**STATED EXERCISE:** Update the data starting at the line that contains "Every instance of the green metal" and ending at the line that contains "[(95, 248), (518, 258)]" by changing every "soccer ball" to "football" and leaving all else as it is. Return only those lines.

(Records in a dataset)
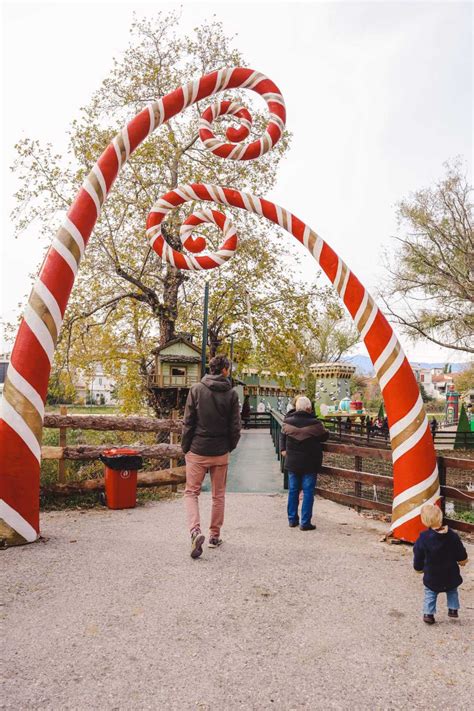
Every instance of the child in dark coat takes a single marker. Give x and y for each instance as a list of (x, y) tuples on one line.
[(438, 553)]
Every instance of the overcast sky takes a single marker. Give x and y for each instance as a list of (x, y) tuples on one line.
[(378, 95)]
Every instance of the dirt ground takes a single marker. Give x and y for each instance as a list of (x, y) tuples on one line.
[(110, 612)]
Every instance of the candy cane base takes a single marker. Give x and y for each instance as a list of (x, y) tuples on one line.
[(22, 407)]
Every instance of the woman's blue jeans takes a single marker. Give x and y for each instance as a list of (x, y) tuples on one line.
[(296, 483), (429, 603)]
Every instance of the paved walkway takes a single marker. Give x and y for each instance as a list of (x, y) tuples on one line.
[(110, 612), (254, 466)]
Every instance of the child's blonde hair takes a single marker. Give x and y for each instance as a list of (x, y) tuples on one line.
[(431, 516)]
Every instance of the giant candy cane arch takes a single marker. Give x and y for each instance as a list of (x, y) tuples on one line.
[(22, 408)]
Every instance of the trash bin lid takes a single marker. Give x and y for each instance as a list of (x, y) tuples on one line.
[(122, 458), (118, 451)]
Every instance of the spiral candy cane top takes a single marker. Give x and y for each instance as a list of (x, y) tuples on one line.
[(415, 474)]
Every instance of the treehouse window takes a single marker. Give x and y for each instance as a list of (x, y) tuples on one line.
[(178, 372)]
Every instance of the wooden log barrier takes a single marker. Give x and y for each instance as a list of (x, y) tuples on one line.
[(89, 451), (163, 477), (133, 423)]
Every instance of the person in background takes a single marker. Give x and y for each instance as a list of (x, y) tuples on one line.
[(300, 443), (438, 553), (211, 429)]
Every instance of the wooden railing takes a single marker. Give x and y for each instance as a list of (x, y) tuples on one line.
[(172, 451), (358, 432), (156, 380)]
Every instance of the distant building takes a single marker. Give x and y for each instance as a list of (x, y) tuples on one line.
[(273, 391), (434, 381), (98, 388), (332, 382)]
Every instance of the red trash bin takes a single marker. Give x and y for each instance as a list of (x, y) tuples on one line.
[(121, 467)]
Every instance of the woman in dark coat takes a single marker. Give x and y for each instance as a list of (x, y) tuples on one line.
[(300, 443)]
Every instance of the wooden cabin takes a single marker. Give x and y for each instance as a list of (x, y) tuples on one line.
[(177, 364)]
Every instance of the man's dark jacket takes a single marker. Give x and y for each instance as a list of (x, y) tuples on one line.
[(301, 436), (211, 424), (437, 554)]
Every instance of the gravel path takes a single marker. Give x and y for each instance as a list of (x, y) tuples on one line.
[(110, 612)]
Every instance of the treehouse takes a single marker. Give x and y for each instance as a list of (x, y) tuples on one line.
[(176, 367)]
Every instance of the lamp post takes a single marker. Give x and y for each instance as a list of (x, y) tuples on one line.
[(204, 327), (231, 353)]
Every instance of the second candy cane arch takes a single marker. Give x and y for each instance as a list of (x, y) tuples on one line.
[(414, 461)]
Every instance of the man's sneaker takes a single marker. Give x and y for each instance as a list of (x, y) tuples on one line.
[(214, 542), (197, 542)]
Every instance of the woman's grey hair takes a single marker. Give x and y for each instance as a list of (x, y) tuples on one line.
[(303, 403)]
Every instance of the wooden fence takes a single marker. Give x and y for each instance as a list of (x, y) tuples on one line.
[(363, 457), (171, 476)]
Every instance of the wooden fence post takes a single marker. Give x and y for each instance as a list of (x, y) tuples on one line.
[(174, 439), (442, 481), (358, 484), (62, 443)]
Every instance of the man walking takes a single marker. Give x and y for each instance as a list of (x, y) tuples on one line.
[(300, 443), (211, 429)]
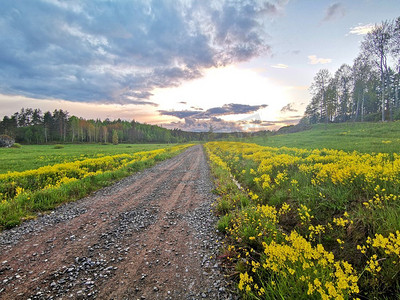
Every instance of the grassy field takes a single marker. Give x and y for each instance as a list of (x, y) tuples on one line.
[(362, 137), (30, 157), (23, 194), (310, 221)]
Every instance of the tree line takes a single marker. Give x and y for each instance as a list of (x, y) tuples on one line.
[(32, 126), (366, 91)]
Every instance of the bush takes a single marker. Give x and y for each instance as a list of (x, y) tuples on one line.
[(16, 145), (6, 141)]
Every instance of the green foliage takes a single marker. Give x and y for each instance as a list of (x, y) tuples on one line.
[(115, 137), (34, 156), (16, 145), (22, 195), (361, 137)]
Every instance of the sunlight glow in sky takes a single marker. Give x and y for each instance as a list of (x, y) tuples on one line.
[(232, 65)]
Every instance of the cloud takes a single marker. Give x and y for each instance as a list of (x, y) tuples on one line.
[(280, 66), (118, 52), (226, 109), (334, 11), (218, 125), (314, 60), (361, 29), (288, 108)]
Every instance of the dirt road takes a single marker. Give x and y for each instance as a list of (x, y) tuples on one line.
[(149, 236)]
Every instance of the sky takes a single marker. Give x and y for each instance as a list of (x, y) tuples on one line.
[(230, 64)]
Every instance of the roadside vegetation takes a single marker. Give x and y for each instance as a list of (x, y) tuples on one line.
[(308, 224), (362, 137), (23, 194), (28, 157)]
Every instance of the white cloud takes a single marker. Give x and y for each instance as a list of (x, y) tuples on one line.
[(361, 29), (314, 60), (280, 66)]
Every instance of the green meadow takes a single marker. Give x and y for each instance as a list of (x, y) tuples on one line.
[(361, 137), (30, 157)]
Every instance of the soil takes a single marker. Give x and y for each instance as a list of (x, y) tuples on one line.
[(149, 236)]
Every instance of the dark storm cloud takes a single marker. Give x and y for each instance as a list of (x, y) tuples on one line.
[(217, 125), (335, 10), (226, 109), (120, 51), (181, 114), (288, 108)]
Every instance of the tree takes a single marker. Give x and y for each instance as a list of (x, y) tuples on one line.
[(115, 137), (319, 88), (343, 80), (377, 45)]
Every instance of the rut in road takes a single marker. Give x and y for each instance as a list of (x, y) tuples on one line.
[(149, 236)]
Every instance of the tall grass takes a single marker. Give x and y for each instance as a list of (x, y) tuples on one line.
[(23, 194), (316, 223)]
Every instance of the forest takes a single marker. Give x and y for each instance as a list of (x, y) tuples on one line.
[(366, 91), (32, 126)]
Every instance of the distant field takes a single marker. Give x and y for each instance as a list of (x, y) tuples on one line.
[(362, 137), (30, 157)]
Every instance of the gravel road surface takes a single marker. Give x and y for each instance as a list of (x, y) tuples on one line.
[(149, 236)]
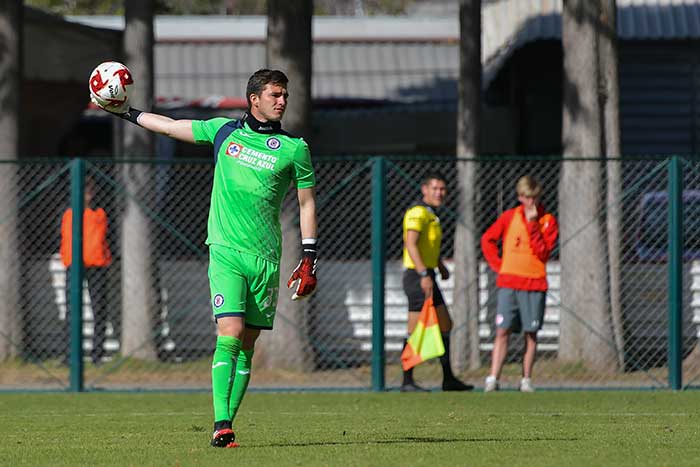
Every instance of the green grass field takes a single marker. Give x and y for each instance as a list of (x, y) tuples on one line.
[(437, 429)]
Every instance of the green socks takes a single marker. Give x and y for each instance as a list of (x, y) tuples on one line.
[(240, 380), (222, 367)]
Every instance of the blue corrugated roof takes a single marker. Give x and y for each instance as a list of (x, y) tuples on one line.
[(398, 58)]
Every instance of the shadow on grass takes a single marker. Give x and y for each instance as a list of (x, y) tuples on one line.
[(407, 440)]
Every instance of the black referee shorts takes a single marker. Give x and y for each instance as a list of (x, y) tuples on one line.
[(416, 297)]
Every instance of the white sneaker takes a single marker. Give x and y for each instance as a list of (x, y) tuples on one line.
[(526, 385), (491, 384)]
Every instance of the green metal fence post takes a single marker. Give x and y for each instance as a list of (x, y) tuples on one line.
[(675, 272), (378, 270), (77, 175)]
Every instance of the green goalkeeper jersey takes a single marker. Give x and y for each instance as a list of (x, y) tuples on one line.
[(252, 175)]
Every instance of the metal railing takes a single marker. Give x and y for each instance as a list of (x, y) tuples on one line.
[(622, 310)]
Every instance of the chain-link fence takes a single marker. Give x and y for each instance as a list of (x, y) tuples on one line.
[(146, 314)]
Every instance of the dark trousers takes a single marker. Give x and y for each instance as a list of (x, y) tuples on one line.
[(97, 286)]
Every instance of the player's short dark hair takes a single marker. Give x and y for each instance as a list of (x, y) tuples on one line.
[(261, 78), (432, 176)]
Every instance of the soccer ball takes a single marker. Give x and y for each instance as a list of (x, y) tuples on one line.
[(110, 83)]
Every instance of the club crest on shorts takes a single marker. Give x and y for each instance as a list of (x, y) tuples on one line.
[(273, 143)]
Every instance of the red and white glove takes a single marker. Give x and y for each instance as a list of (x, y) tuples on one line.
[(303, 277)]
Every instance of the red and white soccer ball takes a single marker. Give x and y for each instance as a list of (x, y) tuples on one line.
[(110, 83)]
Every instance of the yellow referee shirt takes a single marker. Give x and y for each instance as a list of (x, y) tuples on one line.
[(423, 220)]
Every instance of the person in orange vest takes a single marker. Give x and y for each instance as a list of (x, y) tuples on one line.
[(96, 258), (422, 236), (527, 234)]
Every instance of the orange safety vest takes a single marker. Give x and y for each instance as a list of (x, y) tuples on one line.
[(95, 248), (518, 258)]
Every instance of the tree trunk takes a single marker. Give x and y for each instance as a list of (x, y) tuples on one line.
[(586, 333), (10, 79), (610, 93), (289, 50), (139, 272), (465, 308)]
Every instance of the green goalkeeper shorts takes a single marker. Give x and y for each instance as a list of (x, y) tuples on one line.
[(243, 285)]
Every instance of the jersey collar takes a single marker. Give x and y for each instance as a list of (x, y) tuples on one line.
[(261, 127)]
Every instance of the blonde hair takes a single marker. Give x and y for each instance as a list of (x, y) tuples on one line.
[(528, 186)]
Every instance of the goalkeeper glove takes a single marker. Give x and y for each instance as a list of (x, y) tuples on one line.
[(124, 110), (304, 275)]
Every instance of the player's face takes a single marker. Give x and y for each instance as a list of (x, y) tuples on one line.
[(434, 192), (528, 201), (270, 105)]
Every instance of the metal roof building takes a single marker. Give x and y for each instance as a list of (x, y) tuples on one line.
[(414, 60), (403, 59)]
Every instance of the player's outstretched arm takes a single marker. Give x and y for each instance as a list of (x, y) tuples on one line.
[(178, 129)]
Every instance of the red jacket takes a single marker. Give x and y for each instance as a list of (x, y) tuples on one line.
[(542, 236)]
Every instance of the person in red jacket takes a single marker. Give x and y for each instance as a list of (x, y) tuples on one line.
[(96, 257), (527, 234)]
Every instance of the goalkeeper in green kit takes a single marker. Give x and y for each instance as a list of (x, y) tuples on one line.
[(256, 161)]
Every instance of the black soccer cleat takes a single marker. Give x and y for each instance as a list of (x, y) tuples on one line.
[(412, 387), (453, 384), (223, 438)]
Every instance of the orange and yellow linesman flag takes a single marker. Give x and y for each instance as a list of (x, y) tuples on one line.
[(426, 340)]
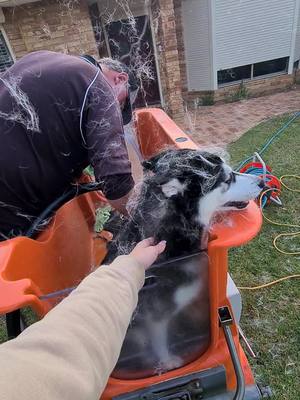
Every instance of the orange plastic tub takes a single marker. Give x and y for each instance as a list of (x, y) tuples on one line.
[(68, 249)]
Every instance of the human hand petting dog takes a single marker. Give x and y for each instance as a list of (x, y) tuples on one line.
[(146, 253)]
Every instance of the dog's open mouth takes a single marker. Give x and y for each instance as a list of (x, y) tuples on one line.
[(236, 204)]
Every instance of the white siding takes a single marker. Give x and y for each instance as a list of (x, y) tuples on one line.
[(250, 31), (297, 43), (197, 43)]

**RESPONSE TO THE EXERCISE:**
Every instance of the green metal fence post takes a single marker. Give x and y for each instance as a list of (x, y) tuples on one line.
[(675, 272), (378, 270), (77, 175)]
Every instance of the green goalkeeper jersey takes a single marker. Give x and y for each instance as a list of (x, y) tuples on one line.
[(252, 175)]
Every instance of the metal railing takes a single marker. Give x and y for each instance as a list of (x, y) tuples on one line.
[(622, 310)]
Every instance of the chain-link fence takes a single marker. Give x and y for each instance as a list of (x, y) tuples on one line.
[(146, 314)]
Every instance of the dark trousers takes a single marker. Give x and y for each instance as a list of (x, y) tuples on one line.
[(97, 286)]
Every instance of the player's short dark hair takes a single marker. Give x and y for each instance as a list of (x, y) tuples on one line.
[(261, 78), (432, 176)]
Every instance of the football takes a single marker. Give x and y for each instance as a list of (x, y) tuples on one line.
[(110, 83)]
Every instance of the club crest on shorts takes a single marker. Give x and y for each instance as a list of (x, y) tuples on one line.
[(273, 143)]
Every instance of the red and white glove takes a single marker. Give x and y for each instance as a list of (x, y) tuples on one line.
[(303, 277)]
Every instance of the red and white football takes a single marker. Give x and y for each instance as a list of (x, y) tuples on one line.
[(110, 83)]
Every instance of the yellow referee shirt takes a single marker. Give x and y for each instance as a list of (x, y) tuples on one line.
[(423, 220)]
Every instance of the person in orange vest takes a single marker. Give x and y for each instance as a list of (x, y) tuples on one line.
[(96, 258), (422, 236), (527, 234)]
Every instance of the orange safety vest takes a single marker. Give x and y for each instance as a list of (x, y) tuples on one line.
[(95, 248), (518, 258)]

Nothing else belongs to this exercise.